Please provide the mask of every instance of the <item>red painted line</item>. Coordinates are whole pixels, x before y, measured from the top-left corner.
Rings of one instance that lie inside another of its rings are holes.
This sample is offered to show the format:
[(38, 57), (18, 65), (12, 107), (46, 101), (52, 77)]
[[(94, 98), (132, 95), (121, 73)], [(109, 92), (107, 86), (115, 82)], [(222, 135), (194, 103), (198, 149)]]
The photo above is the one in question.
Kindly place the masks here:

EXERCISE OBJECTIVE: Rewrite the items above as a JSON list of strings, one string per line, leaving out blank lines.

SOLUTION:
[
  "Please provide the mask of every instance of the <item>red painted line</item>. Coordinates are whole pixels, x before y, measured from the top-left corner.",
  "Rings of one instance that lie inside another of its rings are holes.",
  "This sample is offered to show the format:",
  "[(38, 57), (18, 65), (12, 107), (46, 101), (52, 77)]",
  "[[(94, 98), (132, 95), (121, 73)], [(109, 92), (107, 86), (115, 82)], [(222, 135), (194, 103), (198, 149)]]",
  "The photo above is the one in question.",
  "Kindly place the masks here:"
]